PROBLEM TO WORK ON ▸
Could you update the ECU components page, starting at "A Technical Specialist" and ending at "as an example.", so that "website" becomes "site"?

DOCUMENT SEGMENT ▸

- - - - - - -

ECU Circuits and Components

Topics:

Introduction
Components in an ECU with explanation

Introduction:
This page explains the purpose of the components in an ECU. Most of the text and images have been compiled by Mr. W. Tulp for his own lessons and are published here with his permission.

A Technical Specialist for passenger cars / commercial vehicles must have the knowledge and skills to make diagnoses. This website contains information on measurement techniques, sensor signal processing, and various cases under the “Diagnostic Techniques” section. The information on this page delves into the functioning of the components inside the ECU, using the engine control unit of Peugeot / Citroën as an example.

- - - - - - -

(Segmentation mask data)
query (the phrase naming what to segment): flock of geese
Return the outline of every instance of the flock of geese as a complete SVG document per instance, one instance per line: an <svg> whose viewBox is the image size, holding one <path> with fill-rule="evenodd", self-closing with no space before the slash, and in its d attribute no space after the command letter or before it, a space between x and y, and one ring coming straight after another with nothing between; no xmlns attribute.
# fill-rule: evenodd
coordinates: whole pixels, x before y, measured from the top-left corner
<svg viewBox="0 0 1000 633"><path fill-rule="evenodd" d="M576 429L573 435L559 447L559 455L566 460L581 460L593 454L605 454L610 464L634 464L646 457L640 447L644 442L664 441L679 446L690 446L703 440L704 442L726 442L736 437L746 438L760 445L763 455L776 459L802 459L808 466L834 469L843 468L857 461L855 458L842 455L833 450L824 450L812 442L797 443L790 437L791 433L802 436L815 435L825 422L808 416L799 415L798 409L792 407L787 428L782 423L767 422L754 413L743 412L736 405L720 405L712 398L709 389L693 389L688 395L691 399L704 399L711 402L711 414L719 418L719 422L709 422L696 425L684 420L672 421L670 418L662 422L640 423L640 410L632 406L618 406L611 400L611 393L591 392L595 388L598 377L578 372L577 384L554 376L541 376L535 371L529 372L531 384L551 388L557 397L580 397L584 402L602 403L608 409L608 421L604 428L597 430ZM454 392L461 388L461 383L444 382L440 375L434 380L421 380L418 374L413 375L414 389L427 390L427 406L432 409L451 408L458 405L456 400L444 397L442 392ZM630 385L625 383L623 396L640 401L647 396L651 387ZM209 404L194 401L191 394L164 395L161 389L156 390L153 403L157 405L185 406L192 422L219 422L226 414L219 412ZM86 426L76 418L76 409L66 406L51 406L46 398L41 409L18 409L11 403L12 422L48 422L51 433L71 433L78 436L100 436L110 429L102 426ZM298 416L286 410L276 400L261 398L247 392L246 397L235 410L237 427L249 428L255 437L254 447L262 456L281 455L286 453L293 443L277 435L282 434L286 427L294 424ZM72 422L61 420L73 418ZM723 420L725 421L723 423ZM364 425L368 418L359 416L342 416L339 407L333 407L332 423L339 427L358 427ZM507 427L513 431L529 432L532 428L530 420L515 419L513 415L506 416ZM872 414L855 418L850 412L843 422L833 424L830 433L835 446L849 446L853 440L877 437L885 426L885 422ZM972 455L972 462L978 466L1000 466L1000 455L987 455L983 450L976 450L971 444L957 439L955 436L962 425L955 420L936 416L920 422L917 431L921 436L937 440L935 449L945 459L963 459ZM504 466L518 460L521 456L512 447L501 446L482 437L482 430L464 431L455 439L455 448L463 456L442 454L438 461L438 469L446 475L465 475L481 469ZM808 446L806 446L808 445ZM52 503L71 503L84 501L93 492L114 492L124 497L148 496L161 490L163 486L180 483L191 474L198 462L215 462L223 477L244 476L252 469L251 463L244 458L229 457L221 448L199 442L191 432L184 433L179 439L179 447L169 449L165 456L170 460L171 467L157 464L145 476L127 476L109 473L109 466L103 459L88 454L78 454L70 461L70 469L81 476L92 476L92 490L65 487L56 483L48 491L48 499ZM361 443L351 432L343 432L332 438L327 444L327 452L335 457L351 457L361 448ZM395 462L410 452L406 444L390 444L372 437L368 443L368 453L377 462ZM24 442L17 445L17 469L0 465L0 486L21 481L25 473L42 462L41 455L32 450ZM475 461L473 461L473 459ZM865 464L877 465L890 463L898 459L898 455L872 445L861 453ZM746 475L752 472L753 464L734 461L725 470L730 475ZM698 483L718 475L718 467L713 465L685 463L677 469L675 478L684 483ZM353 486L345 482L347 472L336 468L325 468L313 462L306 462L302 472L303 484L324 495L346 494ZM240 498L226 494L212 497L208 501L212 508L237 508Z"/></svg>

- - - - - - -

SOLVED PROBLEM ▸
A Technical Specialist for passenger cars / commercial vehicles must have the knowledge and skills to make diagnoses. This site contains information on measurement techniques, sensor signal processing, and various cases under the “Diagnostic Techniques” section. The information on this page delves into the functioning of the components inside the ECU, using the engine control unit of Peugeot / Citroën as an example.